→ **Your instructions**: Copy the listing below in full and skip every picture.

BEGIN

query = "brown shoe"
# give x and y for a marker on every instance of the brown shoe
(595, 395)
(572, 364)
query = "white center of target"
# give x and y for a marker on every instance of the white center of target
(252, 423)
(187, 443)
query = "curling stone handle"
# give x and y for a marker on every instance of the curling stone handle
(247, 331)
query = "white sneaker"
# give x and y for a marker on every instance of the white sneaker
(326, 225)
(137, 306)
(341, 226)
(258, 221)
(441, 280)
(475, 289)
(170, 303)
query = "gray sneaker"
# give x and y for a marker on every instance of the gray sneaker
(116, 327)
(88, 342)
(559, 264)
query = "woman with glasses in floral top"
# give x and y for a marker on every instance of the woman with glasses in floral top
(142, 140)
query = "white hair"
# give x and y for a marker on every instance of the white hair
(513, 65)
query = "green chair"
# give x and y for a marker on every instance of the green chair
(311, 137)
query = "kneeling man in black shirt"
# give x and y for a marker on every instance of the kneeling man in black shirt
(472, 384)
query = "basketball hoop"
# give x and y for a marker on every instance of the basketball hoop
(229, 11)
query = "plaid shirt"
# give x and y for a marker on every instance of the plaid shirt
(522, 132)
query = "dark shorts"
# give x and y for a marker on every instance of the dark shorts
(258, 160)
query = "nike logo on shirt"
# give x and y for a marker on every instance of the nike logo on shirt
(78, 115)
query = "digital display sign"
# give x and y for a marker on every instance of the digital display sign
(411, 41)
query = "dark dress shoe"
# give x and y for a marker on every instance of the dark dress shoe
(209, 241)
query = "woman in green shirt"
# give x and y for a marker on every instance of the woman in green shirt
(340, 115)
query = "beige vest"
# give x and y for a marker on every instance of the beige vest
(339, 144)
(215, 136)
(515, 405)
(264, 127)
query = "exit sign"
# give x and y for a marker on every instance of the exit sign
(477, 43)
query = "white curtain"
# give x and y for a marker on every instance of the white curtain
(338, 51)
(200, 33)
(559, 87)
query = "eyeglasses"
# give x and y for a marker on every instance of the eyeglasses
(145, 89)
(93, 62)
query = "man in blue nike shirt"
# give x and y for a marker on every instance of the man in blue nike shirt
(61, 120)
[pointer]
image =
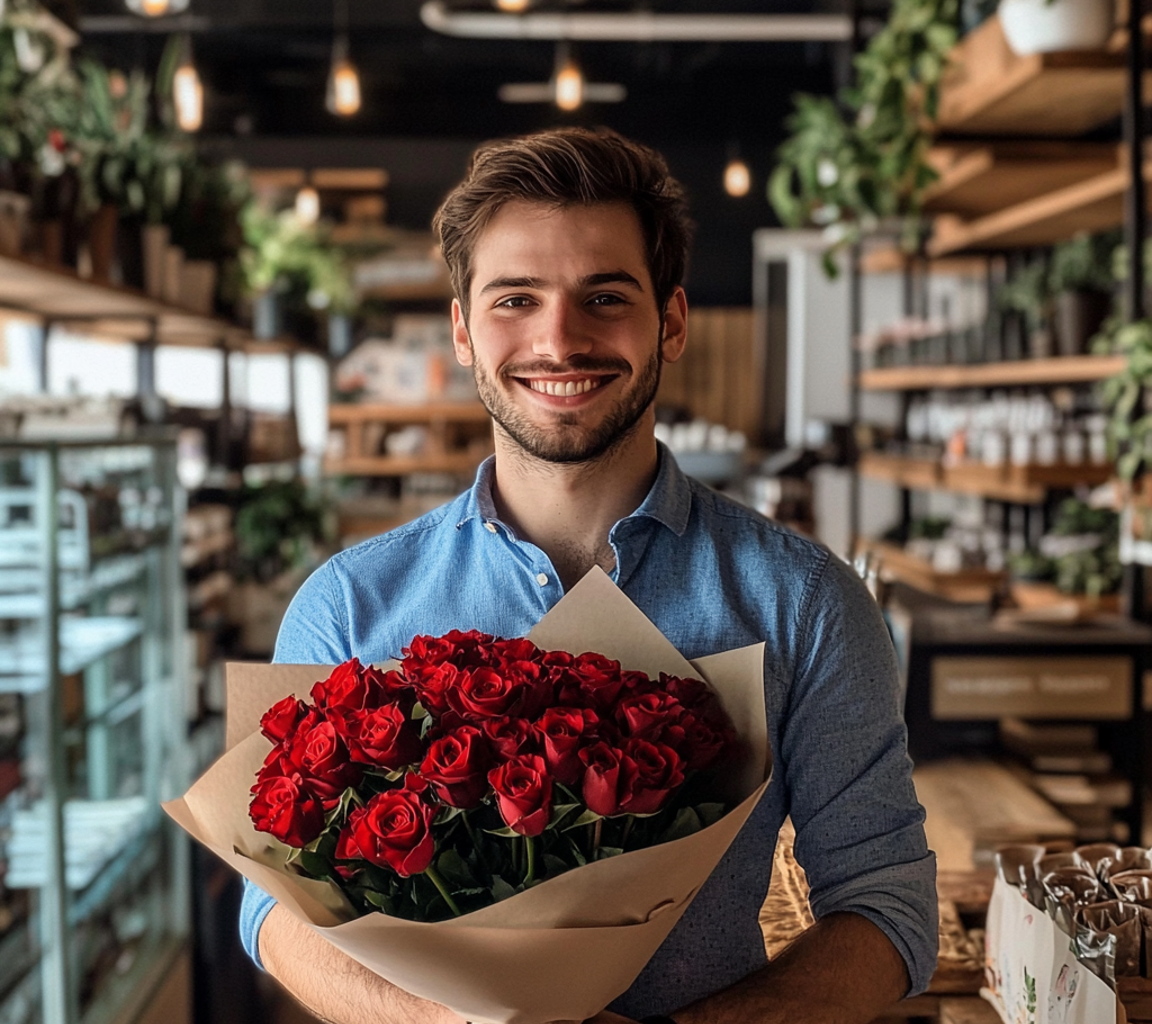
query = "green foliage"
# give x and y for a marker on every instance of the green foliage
(280, 252)
(1129, 425)
(853, 166)
(277, 525)
(1083, 264)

END

→ **Exercise result**:
query = "brown shoe"
# give x and y for a marker on every instance of the brown shoe
(595, 395)
(572, 364)
query = "white center of target"
# give x and y for a marker on every instance of the white center of target
(252, 423)
(187, 443)
query = "curling stone handle"
# give x and y for a marker on every instance of the curling stone handle
(247, 331)
query = "white sneaker"
# give x and y for a marker on every instance of the white sneaker
(326, 225)
(137, 306)
(341, 226)
(258, 221)
(441, 280)
(475, 289)
(170, 303)
query = "gray sneaker"
# give x and y for a marker on every instance of the gray sneaker
(116, 327)
(88, 342)
(559, 264)
query = "woman with glasses in floral top"
# give x and y for a marker on every instance of the woman with glasses in floral top
(142, 140)
query = "white hair"
# give x and y for a marker on every instance of the white hair
(513, 65)
query = "green chair"
# give x and y for a marker on every instance of the green chair
(311, 137)
query = "kneeling man in black shirt"
# give x and y for a marker on every instance of the kneeling man in black shirt
(472, 384)
query = "basketball hoop"
# give x and y for a marker on every instance of the basketball hoop
(229, 11)
query = "plaid shirt"
# give x and y for a marker on every instance of the plaid shirt
(522, 132)
query = "dark shorts"
# give x and y for a marker on every instance of the dark shorts
(258, 160)
query = "nike logo on shirt"
# give x and y for a marker on every instance of the nike logo on shirt
(78, 115)
query = "digital display sign"
# give x and y for a marker on every instance of the digital display sign
(411, 41)
query = "dark dress shoe"
# give x and y for a marker on every instance of the dark dress shoe
(209, 241)
query = "woman in green shirt"
# give x and y for a marker on every instance of the woman in green shirt
(340, 115)
query = "beige vest"
# give x and y for a marker on every instance of the beige vest
(339, 144)
(215, 136)
(515, 405)
(264, 127)
query = "exit sign"
# give x and y for a marker on every instance of the exit sign
(477, 43)
query = "white curtain"
# give x and y for a marker on every instance of the white curtain
(338, 51)
(200, 33)
(559, 87)
query = "eyeglasses"
# give x and y for a marker on every instance of the eyeglasses
(145, 89)
(93, 62)
query = "man in blue nike shirt"
# give x and y for a marker on every instance of the man in blue nike shirt
(61, 120)
[pointer]
image =
query = "green foliage"
# give x and y for a marker on every instance of the green foliage
(280, 252)
(1129, 425)
(853, 166)
(277, 525)
(1083, 264)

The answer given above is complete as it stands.